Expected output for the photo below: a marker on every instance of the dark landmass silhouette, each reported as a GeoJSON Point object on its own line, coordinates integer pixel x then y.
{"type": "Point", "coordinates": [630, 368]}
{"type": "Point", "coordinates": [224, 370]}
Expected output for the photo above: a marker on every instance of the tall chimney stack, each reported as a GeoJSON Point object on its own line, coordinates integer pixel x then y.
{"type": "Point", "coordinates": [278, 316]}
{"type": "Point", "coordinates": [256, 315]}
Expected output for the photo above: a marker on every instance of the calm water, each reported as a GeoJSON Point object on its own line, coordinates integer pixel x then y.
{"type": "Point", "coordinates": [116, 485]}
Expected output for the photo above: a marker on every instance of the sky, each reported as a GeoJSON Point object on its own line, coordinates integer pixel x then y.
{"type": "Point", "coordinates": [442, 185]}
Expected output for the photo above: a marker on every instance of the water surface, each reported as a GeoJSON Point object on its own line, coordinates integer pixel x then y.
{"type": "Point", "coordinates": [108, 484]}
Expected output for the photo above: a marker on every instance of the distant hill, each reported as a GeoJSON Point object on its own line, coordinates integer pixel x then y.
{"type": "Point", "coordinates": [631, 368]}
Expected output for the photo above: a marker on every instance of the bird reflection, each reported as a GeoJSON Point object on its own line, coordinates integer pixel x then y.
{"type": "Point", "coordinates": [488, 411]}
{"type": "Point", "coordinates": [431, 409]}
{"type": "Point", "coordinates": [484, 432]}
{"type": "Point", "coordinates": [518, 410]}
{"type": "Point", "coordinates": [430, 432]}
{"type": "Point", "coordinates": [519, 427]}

▬▬▬▬▬▬▬▬▬▬

**Work item**
The task requires an exact copy of all the lines above.

**Result below**
Expected output for the photo below: a marker on every instance of the dark landmass silhouette, each reported as a GeoJSON Point object on its own line, coordinates integer pixel x then y.
{"type": "Point", "coordinates": [630, 368]}
{"type": "Point", "coordinates": [224, 370]}
Expected output for the photo above: a marker on every instance of the tall chimney stack, each reported as a GeoJSON Point object on its own line, coordinates integer pixel x then y.
{"type": "Point", "coordinates": [278, 316]}
{"type": "Point", "coordinates": [256, 315]}
Expected output for the photo above: a marker on every instance of the calm water, each reported as a GeoJSON Point object on its own line, coordinates integer pixel x then y.
{"type": "Point", "coordinates": [116, 485]}
Expected output for the photo above: a marker on every instance of the sky, each reported as a GeoJSON Point object on its own line, coordinates integer pixel x then y.
{"type": "Point", "coordinates": [442, 185]}
Expected output for the photo above: a marker on every instance of the water surface, each reported as a GeoJSON Point object on its own line, coordinates integer pixel x then y.
{"type": "Point", "coordinates": [108, 484]}
Expected output for the photo above: a marker on every instance of the distant hill, each reported as a GeoJSON Point object on its own line, coordinates integer pixel x then y.
{"type": "Point", "coordinates": [631, 368]}
Expected output for the photo above: a marker on every instance of the bird reflection, each reported as a GeoJSON Point object on its own line, coordinates integer pixel x then y.
{"type": "Point", "coordinates": [488, 411]}
{"type": "Point", "coordinates": [431, 409]}
{"type": "Point", "coordinates": [484, 432]}
{"type": "Point", "coordinates": [518, 410]}
{"type": "Point", "coordinates": [430, 432]}
{"type": "Point", "coordinates": [519, 427]}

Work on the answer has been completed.